Dataset items:
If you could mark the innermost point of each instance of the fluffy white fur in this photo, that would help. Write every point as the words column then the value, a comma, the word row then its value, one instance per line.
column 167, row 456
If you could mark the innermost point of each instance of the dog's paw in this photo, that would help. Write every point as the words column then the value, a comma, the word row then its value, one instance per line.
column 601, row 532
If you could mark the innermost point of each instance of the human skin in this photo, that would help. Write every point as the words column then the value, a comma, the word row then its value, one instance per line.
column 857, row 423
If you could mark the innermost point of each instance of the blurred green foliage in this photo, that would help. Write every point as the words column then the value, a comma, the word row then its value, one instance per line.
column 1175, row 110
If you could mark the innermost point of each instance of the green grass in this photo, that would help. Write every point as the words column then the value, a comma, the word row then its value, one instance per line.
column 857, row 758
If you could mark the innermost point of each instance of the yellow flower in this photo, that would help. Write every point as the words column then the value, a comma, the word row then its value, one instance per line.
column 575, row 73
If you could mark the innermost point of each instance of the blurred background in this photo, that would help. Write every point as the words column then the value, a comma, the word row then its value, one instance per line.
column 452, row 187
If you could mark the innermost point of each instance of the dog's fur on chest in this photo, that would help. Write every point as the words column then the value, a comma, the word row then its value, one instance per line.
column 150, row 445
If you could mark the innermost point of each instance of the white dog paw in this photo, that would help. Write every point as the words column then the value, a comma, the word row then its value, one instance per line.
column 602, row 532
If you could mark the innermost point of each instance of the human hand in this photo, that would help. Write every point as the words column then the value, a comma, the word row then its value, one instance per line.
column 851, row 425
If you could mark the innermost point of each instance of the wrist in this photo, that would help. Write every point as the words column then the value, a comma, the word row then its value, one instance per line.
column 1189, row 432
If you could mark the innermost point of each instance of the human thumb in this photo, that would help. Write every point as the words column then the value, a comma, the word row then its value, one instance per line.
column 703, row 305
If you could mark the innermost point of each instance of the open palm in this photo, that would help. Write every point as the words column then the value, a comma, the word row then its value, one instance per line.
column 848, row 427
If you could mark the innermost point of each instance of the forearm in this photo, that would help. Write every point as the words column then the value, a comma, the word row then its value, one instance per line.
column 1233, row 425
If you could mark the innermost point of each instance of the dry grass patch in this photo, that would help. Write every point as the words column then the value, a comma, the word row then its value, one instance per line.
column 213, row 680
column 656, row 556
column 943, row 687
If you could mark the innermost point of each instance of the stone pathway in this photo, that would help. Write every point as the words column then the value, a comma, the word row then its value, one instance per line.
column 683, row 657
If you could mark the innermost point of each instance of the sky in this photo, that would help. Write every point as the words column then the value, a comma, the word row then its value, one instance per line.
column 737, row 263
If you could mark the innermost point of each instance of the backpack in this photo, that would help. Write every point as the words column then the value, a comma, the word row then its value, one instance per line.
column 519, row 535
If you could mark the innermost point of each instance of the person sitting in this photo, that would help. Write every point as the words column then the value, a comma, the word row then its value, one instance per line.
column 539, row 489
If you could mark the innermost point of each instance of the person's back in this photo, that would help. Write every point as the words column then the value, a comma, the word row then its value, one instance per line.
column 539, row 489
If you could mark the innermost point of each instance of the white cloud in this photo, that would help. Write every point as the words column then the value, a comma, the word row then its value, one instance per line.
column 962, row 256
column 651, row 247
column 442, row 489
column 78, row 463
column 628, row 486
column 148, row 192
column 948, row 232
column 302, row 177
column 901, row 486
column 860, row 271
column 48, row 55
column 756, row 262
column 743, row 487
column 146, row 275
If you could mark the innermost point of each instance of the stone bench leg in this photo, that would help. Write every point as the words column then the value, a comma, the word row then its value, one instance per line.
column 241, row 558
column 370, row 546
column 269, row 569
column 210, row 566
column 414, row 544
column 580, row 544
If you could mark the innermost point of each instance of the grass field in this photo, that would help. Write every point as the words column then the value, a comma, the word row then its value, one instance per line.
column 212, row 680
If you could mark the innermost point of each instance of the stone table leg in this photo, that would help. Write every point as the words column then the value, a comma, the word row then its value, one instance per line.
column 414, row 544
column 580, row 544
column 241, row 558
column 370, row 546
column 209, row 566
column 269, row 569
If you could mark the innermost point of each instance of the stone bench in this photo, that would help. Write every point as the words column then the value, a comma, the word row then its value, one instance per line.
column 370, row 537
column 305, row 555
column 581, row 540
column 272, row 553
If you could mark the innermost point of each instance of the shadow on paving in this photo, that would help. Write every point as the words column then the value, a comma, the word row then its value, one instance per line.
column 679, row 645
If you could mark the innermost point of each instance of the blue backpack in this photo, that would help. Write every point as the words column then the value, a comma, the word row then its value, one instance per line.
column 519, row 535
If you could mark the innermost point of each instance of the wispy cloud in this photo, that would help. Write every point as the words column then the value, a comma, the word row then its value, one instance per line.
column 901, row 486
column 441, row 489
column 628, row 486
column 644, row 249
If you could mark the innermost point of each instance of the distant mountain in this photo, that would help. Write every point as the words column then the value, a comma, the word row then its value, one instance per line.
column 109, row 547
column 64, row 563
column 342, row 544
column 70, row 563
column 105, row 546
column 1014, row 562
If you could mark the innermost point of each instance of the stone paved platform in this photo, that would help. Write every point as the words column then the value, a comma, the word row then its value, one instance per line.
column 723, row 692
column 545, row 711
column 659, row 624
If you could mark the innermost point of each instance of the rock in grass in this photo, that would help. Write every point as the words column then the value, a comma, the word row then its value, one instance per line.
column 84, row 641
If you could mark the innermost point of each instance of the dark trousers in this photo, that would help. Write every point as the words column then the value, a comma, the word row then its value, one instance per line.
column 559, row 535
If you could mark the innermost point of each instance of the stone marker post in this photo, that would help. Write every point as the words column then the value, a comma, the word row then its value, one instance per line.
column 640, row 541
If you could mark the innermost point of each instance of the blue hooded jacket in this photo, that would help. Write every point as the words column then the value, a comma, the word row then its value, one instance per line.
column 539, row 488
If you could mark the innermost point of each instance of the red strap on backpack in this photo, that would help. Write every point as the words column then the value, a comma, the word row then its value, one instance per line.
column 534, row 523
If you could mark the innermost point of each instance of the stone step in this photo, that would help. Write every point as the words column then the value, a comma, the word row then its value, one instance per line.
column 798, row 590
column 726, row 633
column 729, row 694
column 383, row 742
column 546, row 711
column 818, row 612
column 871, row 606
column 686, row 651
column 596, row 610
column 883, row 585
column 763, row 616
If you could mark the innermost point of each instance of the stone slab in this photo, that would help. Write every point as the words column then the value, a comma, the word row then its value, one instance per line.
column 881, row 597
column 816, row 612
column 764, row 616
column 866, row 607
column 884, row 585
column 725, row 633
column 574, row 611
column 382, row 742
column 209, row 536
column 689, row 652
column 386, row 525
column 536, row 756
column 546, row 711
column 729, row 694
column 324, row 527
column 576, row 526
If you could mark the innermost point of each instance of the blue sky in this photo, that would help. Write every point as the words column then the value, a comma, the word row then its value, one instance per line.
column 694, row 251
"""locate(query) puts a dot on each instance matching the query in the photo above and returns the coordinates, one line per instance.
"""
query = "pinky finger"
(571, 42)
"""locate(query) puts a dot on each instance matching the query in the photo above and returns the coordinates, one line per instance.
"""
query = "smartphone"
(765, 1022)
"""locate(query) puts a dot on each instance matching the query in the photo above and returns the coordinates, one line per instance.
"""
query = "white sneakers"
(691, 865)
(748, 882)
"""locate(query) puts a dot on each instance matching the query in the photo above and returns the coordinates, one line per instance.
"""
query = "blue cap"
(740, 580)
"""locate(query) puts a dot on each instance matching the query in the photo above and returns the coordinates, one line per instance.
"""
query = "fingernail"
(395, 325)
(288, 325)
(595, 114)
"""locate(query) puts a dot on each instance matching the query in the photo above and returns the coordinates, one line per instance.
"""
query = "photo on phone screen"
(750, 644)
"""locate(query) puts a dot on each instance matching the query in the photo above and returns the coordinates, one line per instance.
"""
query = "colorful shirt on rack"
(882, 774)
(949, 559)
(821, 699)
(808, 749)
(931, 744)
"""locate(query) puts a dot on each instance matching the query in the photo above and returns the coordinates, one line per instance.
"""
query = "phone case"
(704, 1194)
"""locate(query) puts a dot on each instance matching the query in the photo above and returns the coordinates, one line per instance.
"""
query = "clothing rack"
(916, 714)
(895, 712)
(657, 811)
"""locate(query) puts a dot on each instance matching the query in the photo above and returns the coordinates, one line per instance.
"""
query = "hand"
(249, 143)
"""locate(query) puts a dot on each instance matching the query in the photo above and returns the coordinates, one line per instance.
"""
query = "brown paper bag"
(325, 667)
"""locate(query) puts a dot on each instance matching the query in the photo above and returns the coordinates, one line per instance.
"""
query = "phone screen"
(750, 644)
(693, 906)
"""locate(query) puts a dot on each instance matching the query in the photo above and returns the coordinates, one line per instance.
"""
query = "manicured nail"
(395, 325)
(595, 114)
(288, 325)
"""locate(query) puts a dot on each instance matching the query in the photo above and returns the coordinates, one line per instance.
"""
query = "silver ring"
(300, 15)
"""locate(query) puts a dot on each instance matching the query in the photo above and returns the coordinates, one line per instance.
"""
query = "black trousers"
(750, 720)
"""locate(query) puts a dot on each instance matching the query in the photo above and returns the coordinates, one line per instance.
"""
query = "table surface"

Requirement:
Copy word for word the lines from the one containing "the blue backpack" through the one containing "column 644, row 249", both included.

The reply:
If you could mark the innermost point of each instance of the blue backpack in this photo, that would help. Write every point as the words column then the value, a comma, the word row then its value, one instance per line.
column 519, row 535
If you could mark the innermost point of each instance of the wispy cloud in this photo, that would help. Write every point as the words column then the value, a comma, the word row then its value, one instance per line.
column 901, row 486
column 441, row 489
column 628, row 486
column 644, row 249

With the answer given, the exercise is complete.